Saved entries
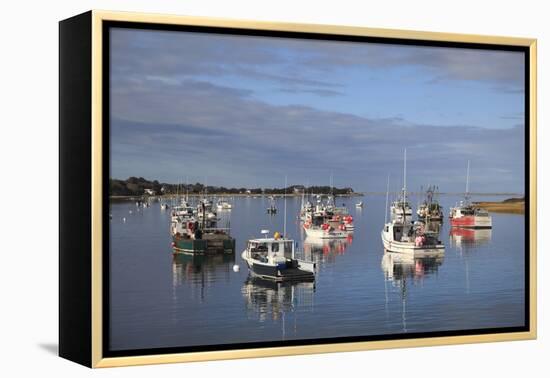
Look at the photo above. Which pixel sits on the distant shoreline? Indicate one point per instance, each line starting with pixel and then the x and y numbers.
pixel 510 206
pixel 498 206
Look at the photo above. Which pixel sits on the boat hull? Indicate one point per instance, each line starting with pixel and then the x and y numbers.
pixel 323 234
pixel 471 221
pixel 275 273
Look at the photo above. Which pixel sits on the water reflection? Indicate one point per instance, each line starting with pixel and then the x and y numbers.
pixel 434 226
pixel 266 299
pixel 399 267
pixel 468 237
pixel 325 250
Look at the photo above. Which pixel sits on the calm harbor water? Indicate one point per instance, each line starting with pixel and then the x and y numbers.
pixel 158 300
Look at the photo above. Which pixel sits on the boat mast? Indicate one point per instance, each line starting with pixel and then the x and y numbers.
pixel 467 194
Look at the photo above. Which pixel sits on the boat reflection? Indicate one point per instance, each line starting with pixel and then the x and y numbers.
pixel 200 271
pixel 400 269
pixel 468 237
pixel 267 299
pixel 433 226
pixel 318 250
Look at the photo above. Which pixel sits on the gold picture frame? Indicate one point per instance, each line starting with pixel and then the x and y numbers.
pixel 87 333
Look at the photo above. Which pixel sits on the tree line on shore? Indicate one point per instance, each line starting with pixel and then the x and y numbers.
pixel 138 186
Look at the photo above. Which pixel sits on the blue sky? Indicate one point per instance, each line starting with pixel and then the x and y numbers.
pixel 246 111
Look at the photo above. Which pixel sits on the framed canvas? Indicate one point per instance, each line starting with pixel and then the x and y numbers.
pixel 233 189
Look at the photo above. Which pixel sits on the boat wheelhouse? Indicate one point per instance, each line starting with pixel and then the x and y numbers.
pixel 274 258
pixel 467 215
pixel 224 205
pixel 193 237
pixel 410 238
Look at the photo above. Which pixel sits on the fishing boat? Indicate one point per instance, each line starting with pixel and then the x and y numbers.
pixel 401 235
pixel 319 226
pixel 189 235
pixel 430 207
pixel 466 214
pixel 274 258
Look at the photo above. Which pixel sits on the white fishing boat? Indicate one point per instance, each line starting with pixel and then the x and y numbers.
pixel 400 235
pixel 400 209
pixel 274 258
pixel 467 215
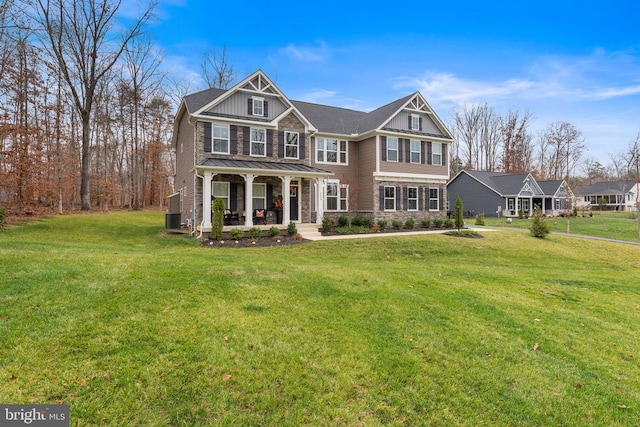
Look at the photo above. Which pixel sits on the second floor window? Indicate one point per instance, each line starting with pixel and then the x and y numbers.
pixel 415 122
pixel 392 149
pixel 291 145
pixel 330 150
pixel 416 151
pixel 221 139
pixel 412 198
pixel 258 106
pixel 258 142
pixel 436 153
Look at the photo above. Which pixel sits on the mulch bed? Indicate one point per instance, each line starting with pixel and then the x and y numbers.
pixel 247 242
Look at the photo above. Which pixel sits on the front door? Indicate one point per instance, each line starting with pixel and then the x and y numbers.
pixel 293 202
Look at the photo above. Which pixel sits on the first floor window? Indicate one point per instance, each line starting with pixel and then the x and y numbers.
pixel 389 198
pixel 221 139
pixel 412 198
pixel 259 196
pixel 436 153
pixel 434 199
pixel 416 151
pixel 291 145
pixel 392 149
pixel 220 190
pixel 336 196
pixel 258 142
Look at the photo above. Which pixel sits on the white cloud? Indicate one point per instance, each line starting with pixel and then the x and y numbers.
pixel 599 76
pixel 305 53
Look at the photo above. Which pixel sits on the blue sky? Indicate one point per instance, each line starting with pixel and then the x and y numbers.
pixel 575 61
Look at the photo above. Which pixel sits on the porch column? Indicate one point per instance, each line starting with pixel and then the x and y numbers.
pixel 319 200
pixel 206 200
pixel 248 199
pixel 286 199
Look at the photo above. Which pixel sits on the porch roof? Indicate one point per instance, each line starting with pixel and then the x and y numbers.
pixel 263 168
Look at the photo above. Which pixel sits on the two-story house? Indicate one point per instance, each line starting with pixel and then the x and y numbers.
pixel 257 150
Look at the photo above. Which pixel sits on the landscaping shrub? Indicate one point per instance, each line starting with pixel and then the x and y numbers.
pixel 292 229
pixel 539 226
pixel 218 219
pixel 236 233
pixel 328 223
pixel 362 221
pixel 409 224
pixel 273 231
pixel 457 214
pixel 3 217
pixel 254 232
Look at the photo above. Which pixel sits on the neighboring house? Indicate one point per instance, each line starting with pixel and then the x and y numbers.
pixel 500 194
pixel 256 149
pixel 613 195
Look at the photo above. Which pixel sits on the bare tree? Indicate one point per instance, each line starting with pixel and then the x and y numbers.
pixel 77 34
pixel 517 150
pixel 567 144
pixel 216 70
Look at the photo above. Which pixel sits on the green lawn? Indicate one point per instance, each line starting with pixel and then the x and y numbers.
pixel 612 225
pixel 130 326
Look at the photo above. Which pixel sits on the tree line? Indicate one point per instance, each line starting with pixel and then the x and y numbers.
pixel 488 141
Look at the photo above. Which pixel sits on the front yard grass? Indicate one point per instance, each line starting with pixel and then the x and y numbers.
pixel 130 326
pixel 606 224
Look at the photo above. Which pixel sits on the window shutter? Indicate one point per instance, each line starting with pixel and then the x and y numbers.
pixel 233 196
pixel 246 140
pixel 405 197
pixel 269 142
pixel 383 144
pixel 407 148
pixel 269 195
pixel 207 137
pixel 233 139
pixel 444 154
pixel 281 144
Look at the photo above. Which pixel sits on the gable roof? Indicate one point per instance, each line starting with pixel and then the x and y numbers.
pixel 502 183
pixel 325 118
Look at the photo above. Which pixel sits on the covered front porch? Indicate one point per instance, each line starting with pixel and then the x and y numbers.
pixel 261 194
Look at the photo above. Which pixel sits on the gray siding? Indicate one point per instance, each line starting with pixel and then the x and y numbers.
pixel 475 196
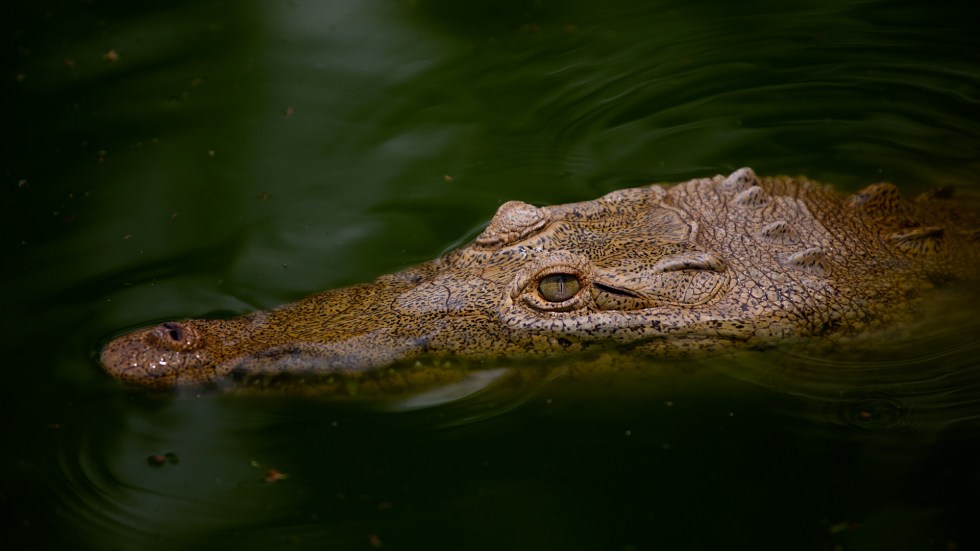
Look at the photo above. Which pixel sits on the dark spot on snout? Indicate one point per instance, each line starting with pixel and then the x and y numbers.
pixel 175 331
pixel 175 335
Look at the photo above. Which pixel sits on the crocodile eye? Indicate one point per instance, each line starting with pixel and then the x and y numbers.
pixel 558 287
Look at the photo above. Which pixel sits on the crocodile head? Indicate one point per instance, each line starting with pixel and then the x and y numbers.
pixel 706 264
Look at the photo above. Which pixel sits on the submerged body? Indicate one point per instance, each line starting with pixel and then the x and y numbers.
pixel 662 270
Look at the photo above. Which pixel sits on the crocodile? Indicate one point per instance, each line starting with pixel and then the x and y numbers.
pixel 711 264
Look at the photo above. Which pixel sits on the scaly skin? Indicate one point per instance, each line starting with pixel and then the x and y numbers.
pixel 703 265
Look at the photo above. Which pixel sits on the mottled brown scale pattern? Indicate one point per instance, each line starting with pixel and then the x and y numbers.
pixel 707 264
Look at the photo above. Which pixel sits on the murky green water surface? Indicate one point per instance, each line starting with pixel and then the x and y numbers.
pixel 180 159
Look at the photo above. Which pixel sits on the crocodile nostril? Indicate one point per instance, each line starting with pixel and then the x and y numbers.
pixel 174 331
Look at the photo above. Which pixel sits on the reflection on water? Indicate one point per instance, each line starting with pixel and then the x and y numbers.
pixel 233 159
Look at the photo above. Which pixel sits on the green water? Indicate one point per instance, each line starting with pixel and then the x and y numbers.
pixel 235 156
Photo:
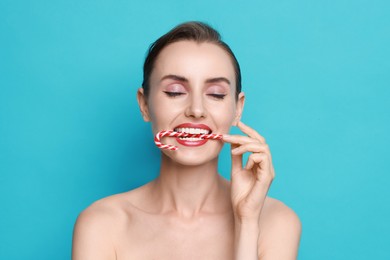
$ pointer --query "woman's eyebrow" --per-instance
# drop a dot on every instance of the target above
(217, 80)
(174, 77)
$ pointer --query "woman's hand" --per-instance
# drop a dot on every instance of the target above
(250, 184)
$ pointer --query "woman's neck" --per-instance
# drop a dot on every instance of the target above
(189, 191)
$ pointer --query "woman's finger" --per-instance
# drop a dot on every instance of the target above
(238, 139)
(236, 160)
(262, 160)
(250, 132)
(252, 147)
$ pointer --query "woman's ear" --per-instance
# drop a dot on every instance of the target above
(239, 107)
(143, 105)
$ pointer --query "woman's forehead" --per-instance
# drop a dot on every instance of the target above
(192, 59)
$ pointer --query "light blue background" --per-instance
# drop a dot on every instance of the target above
(316, 75)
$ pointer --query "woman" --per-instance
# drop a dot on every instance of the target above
(192, 83)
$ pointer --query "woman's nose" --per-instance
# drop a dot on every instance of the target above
(196, 107)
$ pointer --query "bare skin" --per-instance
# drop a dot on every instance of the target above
(190, 211)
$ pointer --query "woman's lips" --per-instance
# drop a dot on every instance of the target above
(192, 129)
(191, 143)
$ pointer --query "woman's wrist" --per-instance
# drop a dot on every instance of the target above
(246, 236)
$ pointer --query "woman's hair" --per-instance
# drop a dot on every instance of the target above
(190, 31)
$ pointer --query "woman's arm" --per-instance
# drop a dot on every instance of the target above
(250, 185)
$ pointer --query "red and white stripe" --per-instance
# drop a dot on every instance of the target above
(169, 133)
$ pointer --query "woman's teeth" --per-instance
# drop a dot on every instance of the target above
(192, 130)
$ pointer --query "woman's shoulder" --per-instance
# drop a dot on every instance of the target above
(280, 227)
(117, 208)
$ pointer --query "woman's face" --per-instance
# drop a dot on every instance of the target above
(192, 89)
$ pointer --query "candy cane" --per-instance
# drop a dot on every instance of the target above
(168, 133)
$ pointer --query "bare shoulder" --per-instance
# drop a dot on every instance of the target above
(280, 231)
(97, 227)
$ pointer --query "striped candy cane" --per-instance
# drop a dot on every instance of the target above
(157, 138)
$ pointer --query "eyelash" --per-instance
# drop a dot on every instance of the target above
(173, 94)
(217, 96)
(176, 94)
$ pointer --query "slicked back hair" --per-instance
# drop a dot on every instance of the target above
(198, 32)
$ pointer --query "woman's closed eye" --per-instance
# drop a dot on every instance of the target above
(217, 95)
(173, 93)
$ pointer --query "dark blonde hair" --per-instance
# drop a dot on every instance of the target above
(190, 31)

WORK ITEM:
Which lines of the data contain the string "shoulder"? Copy each one.

RESPONSE TO THE TASK:
$ pointer --query "woman's shoulder" --per-instance
$ pointer --query "bare shoulder" --per-instance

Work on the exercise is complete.